ASSIGNMENT – Leave out any pictures and transcribe all other data below exactly.
-- DATA UNDER STUDY follows --
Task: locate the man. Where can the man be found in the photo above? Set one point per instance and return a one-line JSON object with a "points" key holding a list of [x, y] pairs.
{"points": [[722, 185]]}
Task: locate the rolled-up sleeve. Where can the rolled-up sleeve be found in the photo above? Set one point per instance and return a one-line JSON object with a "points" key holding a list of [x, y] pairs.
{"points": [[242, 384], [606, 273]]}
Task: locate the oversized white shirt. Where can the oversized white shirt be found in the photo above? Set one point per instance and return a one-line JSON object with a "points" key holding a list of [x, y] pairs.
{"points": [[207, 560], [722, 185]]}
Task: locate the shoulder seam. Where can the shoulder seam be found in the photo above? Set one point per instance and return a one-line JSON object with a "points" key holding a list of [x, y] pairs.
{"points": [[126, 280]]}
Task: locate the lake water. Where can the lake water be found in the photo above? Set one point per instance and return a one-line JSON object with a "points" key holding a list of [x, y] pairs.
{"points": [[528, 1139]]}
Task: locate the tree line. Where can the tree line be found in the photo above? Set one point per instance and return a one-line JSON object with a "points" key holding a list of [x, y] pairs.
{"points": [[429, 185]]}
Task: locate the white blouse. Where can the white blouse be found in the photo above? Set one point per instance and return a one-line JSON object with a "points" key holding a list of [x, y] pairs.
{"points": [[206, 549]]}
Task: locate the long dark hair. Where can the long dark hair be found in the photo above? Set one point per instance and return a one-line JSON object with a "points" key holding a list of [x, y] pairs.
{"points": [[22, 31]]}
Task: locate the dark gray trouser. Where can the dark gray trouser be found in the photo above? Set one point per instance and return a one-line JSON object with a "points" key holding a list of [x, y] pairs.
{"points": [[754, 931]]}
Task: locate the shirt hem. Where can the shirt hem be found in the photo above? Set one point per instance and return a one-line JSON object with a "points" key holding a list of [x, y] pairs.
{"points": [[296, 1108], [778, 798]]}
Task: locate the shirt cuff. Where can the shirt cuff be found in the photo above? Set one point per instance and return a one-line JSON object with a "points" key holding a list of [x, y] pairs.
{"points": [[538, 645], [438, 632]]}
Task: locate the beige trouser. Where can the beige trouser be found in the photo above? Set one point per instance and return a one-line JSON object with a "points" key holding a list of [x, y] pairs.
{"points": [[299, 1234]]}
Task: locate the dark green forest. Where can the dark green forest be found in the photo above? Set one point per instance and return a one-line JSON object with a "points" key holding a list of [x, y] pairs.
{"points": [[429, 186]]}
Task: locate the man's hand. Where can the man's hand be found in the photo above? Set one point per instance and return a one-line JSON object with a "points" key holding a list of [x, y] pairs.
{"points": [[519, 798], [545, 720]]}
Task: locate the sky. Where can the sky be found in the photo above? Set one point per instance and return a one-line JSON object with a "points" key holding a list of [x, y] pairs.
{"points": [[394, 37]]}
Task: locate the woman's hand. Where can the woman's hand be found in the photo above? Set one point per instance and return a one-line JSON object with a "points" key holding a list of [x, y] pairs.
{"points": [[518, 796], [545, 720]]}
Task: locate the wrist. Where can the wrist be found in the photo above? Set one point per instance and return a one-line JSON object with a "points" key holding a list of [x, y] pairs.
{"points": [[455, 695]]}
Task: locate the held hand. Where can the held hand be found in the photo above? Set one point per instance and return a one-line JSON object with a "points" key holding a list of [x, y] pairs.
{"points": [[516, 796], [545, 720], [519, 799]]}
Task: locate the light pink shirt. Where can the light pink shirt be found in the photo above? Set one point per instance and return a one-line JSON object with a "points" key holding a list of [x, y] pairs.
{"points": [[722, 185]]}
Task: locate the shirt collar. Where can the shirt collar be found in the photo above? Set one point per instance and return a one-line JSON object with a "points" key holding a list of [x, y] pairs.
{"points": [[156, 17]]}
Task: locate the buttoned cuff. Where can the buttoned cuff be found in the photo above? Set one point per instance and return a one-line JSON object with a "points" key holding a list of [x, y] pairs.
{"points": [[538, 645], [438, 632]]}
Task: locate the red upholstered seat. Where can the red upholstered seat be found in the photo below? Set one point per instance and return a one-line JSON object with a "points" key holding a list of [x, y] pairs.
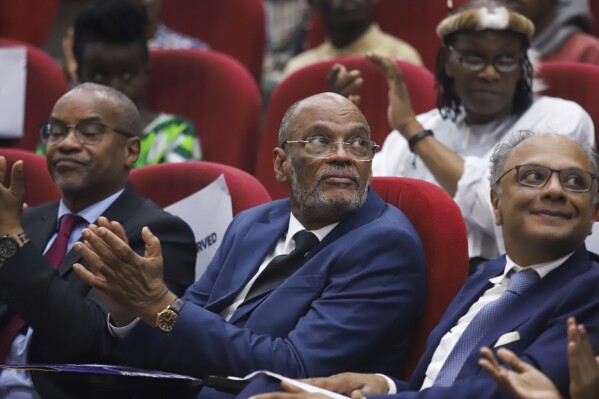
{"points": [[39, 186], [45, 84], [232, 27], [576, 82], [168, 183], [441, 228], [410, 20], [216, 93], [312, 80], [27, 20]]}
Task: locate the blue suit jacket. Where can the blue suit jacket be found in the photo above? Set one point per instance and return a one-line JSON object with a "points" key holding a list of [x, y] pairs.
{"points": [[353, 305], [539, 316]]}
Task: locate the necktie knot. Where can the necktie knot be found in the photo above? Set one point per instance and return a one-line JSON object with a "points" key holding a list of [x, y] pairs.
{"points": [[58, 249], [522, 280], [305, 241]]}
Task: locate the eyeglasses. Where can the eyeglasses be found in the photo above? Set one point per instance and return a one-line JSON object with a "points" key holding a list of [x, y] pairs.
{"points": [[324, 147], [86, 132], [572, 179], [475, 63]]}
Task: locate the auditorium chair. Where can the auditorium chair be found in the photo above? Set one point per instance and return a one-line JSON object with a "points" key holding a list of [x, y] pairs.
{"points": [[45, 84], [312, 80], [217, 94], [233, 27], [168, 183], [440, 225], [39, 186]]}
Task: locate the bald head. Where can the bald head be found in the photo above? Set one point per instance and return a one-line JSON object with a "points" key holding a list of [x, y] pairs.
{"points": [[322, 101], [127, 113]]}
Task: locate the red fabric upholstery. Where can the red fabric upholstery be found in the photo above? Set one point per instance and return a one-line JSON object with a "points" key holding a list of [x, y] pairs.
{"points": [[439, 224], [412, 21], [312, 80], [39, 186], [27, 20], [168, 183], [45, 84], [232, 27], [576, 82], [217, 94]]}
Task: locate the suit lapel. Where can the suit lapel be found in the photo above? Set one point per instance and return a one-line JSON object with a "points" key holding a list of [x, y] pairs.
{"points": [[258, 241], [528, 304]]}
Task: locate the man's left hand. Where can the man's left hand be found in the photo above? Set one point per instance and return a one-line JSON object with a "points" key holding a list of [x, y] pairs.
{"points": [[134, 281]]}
-- DATA UNDER STUDY concluded --
WRITTEN SOLUTION –
Task: locate the man. Where can the man be found in the photo above? Set one point per instance and return a one-line JSON object with a "points" key holding a list of [x, y] pairs.
{"points": [[722, 185]]}
Task: locate the rolled-up sleeve. Where can the rolled-up sleeve be found in the photo above? Set one point per instance and return a one-line JSON object with a "points" key holding a list of [x, y] pairs.
{"points": [[242, 384], [606, 273]]}
Task: locate the oversized white shirt. Where can the oversized white shirt be found in the photo above? Set one point per instance and return a one-line JSON object with a "points" key holding a list of [x, y] pairs.
{"points": [[207, 560], [722, 185]]}
Task: locate the shoulder seam. Where can the shoulder seam be found in the photo above? Set one point per instance and return a one-line JSON object with a "points" key holding a list of [x, y] pairs.
{"points": [[126, 280]]}
Task: locate the lake water. Where can the lake water be found in the photo above? Set one point per instance and return a one-line JSON object with a "points" key holding a list of [x, y] pairs.
{"points": [[528, 1139]]}
Task: locate the tree line. Where can the tree line be found in the photo above? Set one point per instance and return a one-line JSON object with a "points" key holding a list of [x, y] pairs.
{"points": [[429, 185]]}
Task: locate the white blouse. Where can the white blouse be found in the photo above? Set one point per instance and return a one-line JSON object with a "points" key holding a list of [x, y] pairs.
{"points": [[206, 549]]}
Task: locate the long dark hair. Where can the long dark hair be found in the photo above? Set one point per instance and return a one-line JSON object with a "points" key holding a list of [x, y] pairs.
{"points": [[22, 31]]}
Task: locate the dark gray trouser. Where can the dark gray trouser be found in the photo above? Set one point per instance and return a one-line JSON object with a "points" key holding a list of [x, y] pairs.
{"points": [[754, 931]]}
Task: locate the shirt hem. Where can the shirt hem be found in the photo above? Set one point per instance and return a one-line JSON object with a "points" key holding a list of [x, y] pairs.
{"points": [[296, 1108], [778, 798]]}
Task: locate the shirt cuff. Where can the shirt cuff be found in the photo above? Set one point per instance and return a one-line JSON object with a "points" key holding a list of [x, y] pairs.
{"points": [[538, 645], [438, 632]]}
Task: locate the beige trouser. Where can the beige trouser be found in the photo above? Set one point per instance and return a one-line JSON object with a "points" key holding a list of [x, y] pairs.
{"points": [[299, 1234]]}
Task: locate the dark green forest. Where can the dark green forest be found in the photo above? Set one point per instance and return a one-line JSON object with a "points" key holding a list of [x, y] pairs.
{"points": [[429, 186]]}
Task: locate the man's hand. Where can the man's hand be found in the photo above? Set one point per instance and return a one-line JSON object with a "points" key holding a list of [x, y] pairs.
{"points": [[519, 798], [545, 720]]}
Task: locate the sky. Where can the sky be found in the photo above? Set one point per instance and return a one-line JSON object with a "points" key holding a list of [x, y] pairs.
{"points": [[394, 37]]}
Task: locate the woman's hand. Where can the woman's hand be found in the photo above? Set one point per instance and return a one-line JSON object with a "points" key holding a list of [x, y] pairs.
{"points": [[518, 796], [545, 720]]}
Task: locate the wrist. Where can the wrist be found in the photo above? Set one point per instance and return a one-line JSON object with a "points" key holding a list of [x, y] pairs.
{"points": [[455, 695]]}
Task: locate the held hand. Where can the held hand be found in the photo above? Set one point per instance and return a one-line JSON object with a "points" key holding a list of [x, y] pairs.
{"points": [[516, 796], [545, 720], [519, 799]]}
Task: locate the light pink shirt. Where can the light pink shirt be found in the photo above? Set one point per instance and return a one-line JSON object with a "points" key holding a list of [x, y] pairs.
{"points": [[722, 185]]}
Task: locate the shirt collar. Where can the shirt collar be found in the photo above? Set one point per instance and return a one-line JSON object with a "points" key holding a list of [x, y] pairs.
{"points": [[156, 17]]}
Task: locate the buttoned cuff. Where can the buttoned cuff be found in the photo above? Set one point per instance and return a one-line JSON object with a "points" key holding a list of [x, y] pairs.
{"points": [[538, 645], [438, 632]]}
Task: locate the red upholstered seat. Where can the red upholstered seat be found in the photo below? Set one point per instance and return a one-line JSON object with a "points" key holding a list of [x, y] pairs.
{"points": [[39, 186], [45, 84], [232, 27], [576, 82], [168, 183], [441, 228], [410, 20], [216, 93], [312, 80], [27, 20]]}
Task: locate the blue suit jacket. Where can the blue suit jacket be found in the photo above? Set one point per instance and return a one-line JSON object with a "points" key holding a list of [x, y] pairs.
{"points": [[353, 305], [539, 316]]}
Task: locate the necktie knot. Where can the necktie knot be found in the photo above? Set one point per instance and return a one-line JSON object with a "points" key holding a list of [x, y] pairs.
{"points": [[58, 249], [522, 280], [305, 241]]}
Task: locate the eyeglasses. Where can the eyeglasses be found in the photo above? Set one point per instance and return a one-line JSON object with a "points" key holding a list of [x, y] pairs.
{"points": [[324, 147], [86, 132], [572, 179], [475, 63]]}
Task: locate the auditorium chair. Where can the auditorium chair be found in the photo above? Set one point per instance and return a one-line JSON object with a "points" key holding a list of [x, y] pairs.
{"points": [[45, 84], [312, 80], [217, 94], [233, 27], [168, 183], [440, 225], [39, 186]]}
Task: locate the bald head. Where can the bald head be found in the photo above? Set one point per instance and return a one-line JSON object with a "points" key holding a list of [x, y] pairs.
{"points": [[322, 101], [127, 113]]}
Task: locate the red fabric upholstery. Where can the red fabric upholstery be found in the photo above? Set one point per instance and return a one-line JSON object with a "points" key holding a list of [x, y] pairs.
{"points": [[439, 224], [412, 21], [312, 80], [39, 186], [27, 20], [168, 183], [45, 84], [232, 27], [576, 82], [217, 94]]}
Task: locate the suit lapel. Where can the suit lapel be found in the photo above? Set one point per instance and return a one-line JSON object with a "points" key holding a list of [x, y] pairs.
{"points": [[258, 241], [528, 304]]}
Task: locate the man's left hand. Where can the man's left hand be found in the photo above? Set one point per instance and return a one-line JSON object with a "points" key holding a list of [x, y] pairs.
{"points": [[134, 281]]}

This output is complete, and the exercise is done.